→ **ACTIVITY 1**: Copy the passage from the notes on developing SSAS cubes that begins at the words "Defining a Data" and ends after the words "underlying data source.".
→ **ACTIVITY 2**: According to the notes on developing SSAS cubes, why should the native OLE DB provider be chosen when defining a data source?

→ **SELECTED EXCERPT**:

Microsoft BI Certification: DEVELOPING SSAS CUBES

Dimensional Modeling is the methodology to architect schemas required for reporting by reducing the number of tables and deformalizing the data. There are facts(containing the measure) and dimension(subject areas on which the data is sliced) tables in the schema.
For a BI solution the OLAP methodology is used which extracts the data in the underlying transactional database and loaded into a data mart. Data Mart is designed using the dimensional modeling. On top of data mart a UDM layer is built which has advantages of exceptional performance for large data volumes.
SSAS understands semantics of data so helps extend the cube with important business calculations in form of MDX (multi dimensional expressions). Eg KPIs that measure company performance. Lot of 3rd part tools support SSAS and MDX query language and dashboards can be developed using SharePoint or other tools.

UDM consists of the below components:
1.) Data Source
2.) Data Source View- helps us visualize the database schema and augment it using calculated columns and calculated queries
3.) Dimensional Model
4.) Calculations (optional)- augment the cube using custom logic of MDX such as QTD, YTD etc
5.) End User Model (optional)- Additional features that can be built to give richer scemantics including KPI’s, actions, perspectives and translations.
6.) Management Settings-Admin configures the cube to meet various operational requirements including availability, latency and security.

Defining a Data Source:
Note:
1.)Choose native OLE DB provider because SSAS is implemented in native code.
2.)Authentication option:
Standard security –less secure than windows authentication since need to manage the passwords
Windows Authentication-If the user is a system admin then all the operations will succeed.
3.)Impersonation information:
-Use a specific username n pwd
-Use service account- this is appropriate if SSAS service acctn is the domain or local account and has read access to the underlying data source.
-Use credentials of the current user- this is seldom used since it applies to certain data retrieval scenarios involving querying data mining models.
-Inherit- lets the server decide the mode. The server uses service acctn for cube processing and current user for querying data mining models.

Creating DSV:
IF the primary key and table relationship are defined in the underlying database the wizard automatically detects it . If not you need to add manually by going to the DSV designer and right click and set Logical Primary Key. For a foreign key drag the foreign key of a table to its related Primary key in another table and the relationship automatically creates.
Note: The DSV designer does not validate any logical Pk and table relationships that are manually created so if the underlying tables break any relationship one would not know until the cube is fully completed.
Defining DSV Named Calculations and Named Queries:
Named Calculations: A specific table might have columns that are derived from other columns from the same table or columns of another table.
Named Queries: Helps creating a new table
Note: As the requirements evolve it might be required to replace a table using a new table so in that case named Query can be used to write a query to replace the old table.

Creating and Modifying Cubes:
The next task is to create the dimension layer of the UDM. This includes design dimensions, cubes, measure groups and measures. The cube wizard reads metadata from the DSV and the underlying relational database to deduce the structure of the cube and its related dimensions.

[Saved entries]

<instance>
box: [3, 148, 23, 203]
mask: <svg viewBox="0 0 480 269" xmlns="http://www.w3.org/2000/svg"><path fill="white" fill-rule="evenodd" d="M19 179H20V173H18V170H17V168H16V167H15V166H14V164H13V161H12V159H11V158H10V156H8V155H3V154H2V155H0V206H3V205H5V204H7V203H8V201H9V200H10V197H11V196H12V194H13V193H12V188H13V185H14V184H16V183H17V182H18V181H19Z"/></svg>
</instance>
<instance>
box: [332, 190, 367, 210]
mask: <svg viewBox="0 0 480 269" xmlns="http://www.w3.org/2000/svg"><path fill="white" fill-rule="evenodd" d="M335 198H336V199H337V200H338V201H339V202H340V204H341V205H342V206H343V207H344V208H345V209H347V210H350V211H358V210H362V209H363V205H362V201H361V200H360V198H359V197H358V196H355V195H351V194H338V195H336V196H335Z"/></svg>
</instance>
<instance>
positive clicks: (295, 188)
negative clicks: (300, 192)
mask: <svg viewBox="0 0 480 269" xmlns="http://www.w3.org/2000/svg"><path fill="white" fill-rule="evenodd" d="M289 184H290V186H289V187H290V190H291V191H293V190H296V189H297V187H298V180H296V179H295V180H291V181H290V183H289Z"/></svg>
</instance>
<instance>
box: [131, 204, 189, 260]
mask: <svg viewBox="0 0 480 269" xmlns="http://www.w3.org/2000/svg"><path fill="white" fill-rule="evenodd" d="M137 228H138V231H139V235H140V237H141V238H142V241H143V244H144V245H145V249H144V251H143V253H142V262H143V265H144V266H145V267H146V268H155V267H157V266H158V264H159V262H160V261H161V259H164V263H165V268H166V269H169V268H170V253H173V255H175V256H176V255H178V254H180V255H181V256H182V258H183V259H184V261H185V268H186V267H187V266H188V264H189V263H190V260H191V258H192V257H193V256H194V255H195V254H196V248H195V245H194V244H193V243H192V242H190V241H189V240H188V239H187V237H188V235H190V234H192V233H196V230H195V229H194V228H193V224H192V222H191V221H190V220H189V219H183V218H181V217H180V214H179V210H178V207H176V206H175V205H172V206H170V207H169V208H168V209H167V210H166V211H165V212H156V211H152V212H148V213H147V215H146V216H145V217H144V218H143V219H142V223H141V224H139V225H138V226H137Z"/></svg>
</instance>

→ **EXERCISE ANSWER 1**:
Defining a Data Source:
Note:
1.)Choose native OLE DB provider because SSAS is implemented in native code.
2.)Authentication option:
Standard security –less secure than windows authentication since need to manage the passwords
Windows Authentication-If the user is a system admin then all the operations will succeed.
3.)Impersonation information:
-Use a specific username n pwd
-Use service account- this is appropriate if SSAS service acctn is the domain or local account and has read access to the underlying data source.

→ **EXERCISE ANSWER 2**: SSAS is implemented in native code.